SECURITIES AND EXCHANGE BOARD OF INDIA 

 

ORDER

 

UNDER REGULATION 13 (4) OF SECURITIES AND EXCHANGE BOARD OF INDIA (PROCEDURE FOR HOLDING ENQUIRY BY ENQUIRY OFFICER AND IMPOSING PENALTY) REGULATIONS, 2002.

 

AGAINST M/S MS CONSULTANCY, SUB-BROKER TO M/S ACME SHARES AND STOCKS PVT. LTD., MEMBER, BSE, IN THE MATTER OF SAWACA FINANCE LTD.

 

 

BACKGROUND

 

1.                  The shares of Sawaca Business Machines Ltd (earlier known as ‘Sawaca Finance Ltd’ and hereinafter referred to as ‘SFL’) were listed on The Stock Exchange, Bombay (hereinafter referred to as ‘BSE’) and Ahmedabad Stock Exchange.

 

2.                  Securities and Exchange Board of India (hereinafter referred to as ‘SEBI’) conducted an investigation into the alleged price manipulation in the scrip of SFL, during the period October – December, 1999. It was seen that there was unusual upward price movement in the shares of SFL during this period, the price having moved up from Rs. 8 to a high of Rs. 38. Similarly, it was also seen that the volumes in the shares, which were traded a total of 7 times in the whole year, prior to 26.10.99, went up significantly during the investigation period.

■ **SUPPLIED DATA**:
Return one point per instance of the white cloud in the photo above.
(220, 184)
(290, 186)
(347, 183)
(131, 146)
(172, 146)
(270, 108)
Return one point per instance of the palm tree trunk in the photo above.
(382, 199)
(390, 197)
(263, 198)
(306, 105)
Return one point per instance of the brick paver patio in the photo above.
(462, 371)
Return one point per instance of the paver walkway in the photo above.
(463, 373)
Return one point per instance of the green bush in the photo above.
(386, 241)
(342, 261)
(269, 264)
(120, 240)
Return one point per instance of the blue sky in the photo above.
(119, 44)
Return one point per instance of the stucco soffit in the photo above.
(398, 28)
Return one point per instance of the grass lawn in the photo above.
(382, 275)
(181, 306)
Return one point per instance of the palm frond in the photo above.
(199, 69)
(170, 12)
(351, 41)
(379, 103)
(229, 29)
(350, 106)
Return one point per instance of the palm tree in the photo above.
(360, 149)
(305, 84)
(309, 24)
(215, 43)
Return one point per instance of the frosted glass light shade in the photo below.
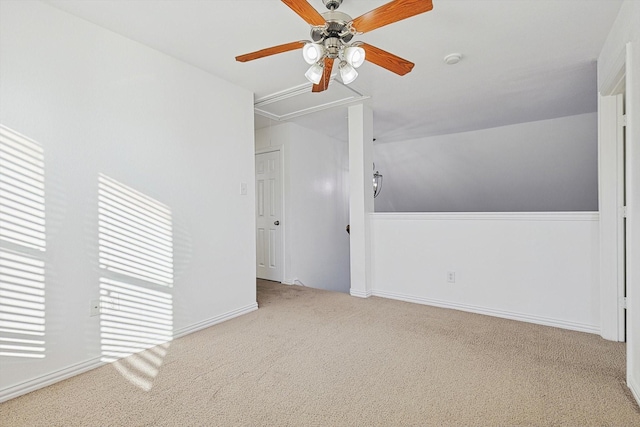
(354, 55)
(347, 73)
(314, 73)
(312, 52)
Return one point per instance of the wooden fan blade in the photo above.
(270, 51)
(391, 12)
(386, 60)
(326, 76)
(306, 12)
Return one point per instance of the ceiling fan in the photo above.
(332, 33)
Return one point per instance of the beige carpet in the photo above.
(316, 358)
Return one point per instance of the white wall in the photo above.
(535, 267)
(548, 165)
(101, 104)
(316, 206)
(621, 51)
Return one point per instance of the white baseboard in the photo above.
(50, 378)
(79, 368)
(215, 320)
(558, 323)
(635, 389)
(359, 293)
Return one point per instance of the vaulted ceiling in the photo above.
(522, 60)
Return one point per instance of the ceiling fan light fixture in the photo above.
(347, 72)
(312, 52)
(354, 55)
(314, 73)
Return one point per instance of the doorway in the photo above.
(269, 216)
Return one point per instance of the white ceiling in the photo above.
(523, 60)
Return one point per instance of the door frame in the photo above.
(283, 221)
(627, 67)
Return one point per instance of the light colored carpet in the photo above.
(316, 358)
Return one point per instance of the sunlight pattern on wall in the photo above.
(135, 234)
(135, 244)
(22, 246)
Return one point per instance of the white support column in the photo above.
(360, 197)
(611, 200)
(633, 217)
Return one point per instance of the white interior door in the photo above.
(268, 216)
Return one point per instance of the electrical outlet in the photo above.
(95, 307)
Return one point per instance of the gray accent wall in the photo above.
(542, 166)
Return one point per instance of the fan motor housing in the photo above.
(332, 4)
(338, 25)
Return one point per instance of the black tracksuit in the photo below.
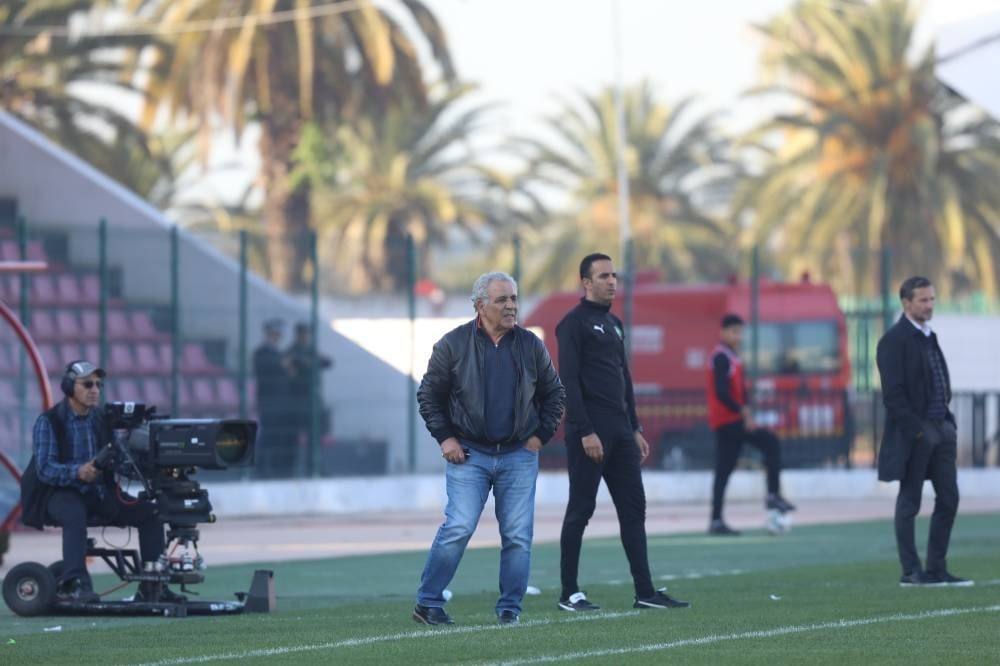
(599, 399)
(729, 441)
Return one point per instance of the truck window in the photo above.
(814, 344)
(794, 347)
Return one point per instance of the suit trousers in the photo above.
(931, 457)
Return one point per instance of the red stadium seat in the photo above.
(68, 289)
(43, 326)
(90, 289)
(121, 361)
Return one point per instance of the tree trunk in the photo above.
(285, 212)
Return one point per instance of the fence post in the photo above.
(314, 403)
(242, 364)
(629, 305)
(754, 320)
(884, 287)
(516, 243)
(102, 270)
(24, 314)
(411, 398)
(175, 324)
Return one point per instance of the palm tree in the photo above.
(877, 154)
(40, 83)
(323, 66)
(407, 172)
(674, 161)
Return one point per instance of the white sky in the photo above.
(526, 55)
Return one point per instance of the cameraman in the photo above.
(65, 441)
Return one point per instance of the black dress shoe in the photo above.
(577, 603)
(779, 503)
(660, 600)
(78, 591)
(148, 592)
(508, 617)
(719, 528)
(912, 579)
(946, 579)
(431, 615)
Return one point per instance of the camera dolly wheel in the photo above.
(57, 568)
(29, 589)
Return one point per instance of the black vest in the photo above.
(35, 493)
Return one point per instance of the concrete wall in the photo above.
(427, 491)
(53, 187)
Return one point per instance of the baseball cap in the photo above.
(79, 369)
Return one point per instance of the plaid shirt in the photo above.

■ **GIVEN PROBLEM 1**:
In the SEBI order above, how far did the price of SFL shares rise during the investigation period?
■ **GIVEN PROBLEM 2**:
Reproduce the SEBI order above from "UNDER REGULATION 13" up to and including "SAWACA FINANCE LTD.".

■ **EXPECTED OUTPUT 1**:
The price rose from Rs. 8 to a high of Rs. 38.

■ **EXPECTED OUTPUT 2**:
UNDER REGULATION 13 (4) OF SECURITIES AND EXCHANGE BOARD OF INDIA (PROCEDURE FOR HOLDING ENQUIRY BY ENQUIRY OFFICER AND IMPOSING PENALTY) REGULATIONS, 2002.

 

AGAINST M/S MS CONSULTANCY, SUB-BROKER TO M/S ACME SHARES AND STOCKS PVT. LTD., MEMBER, BSE, IN THE MATTER OF SAWACA FINANCE LTD.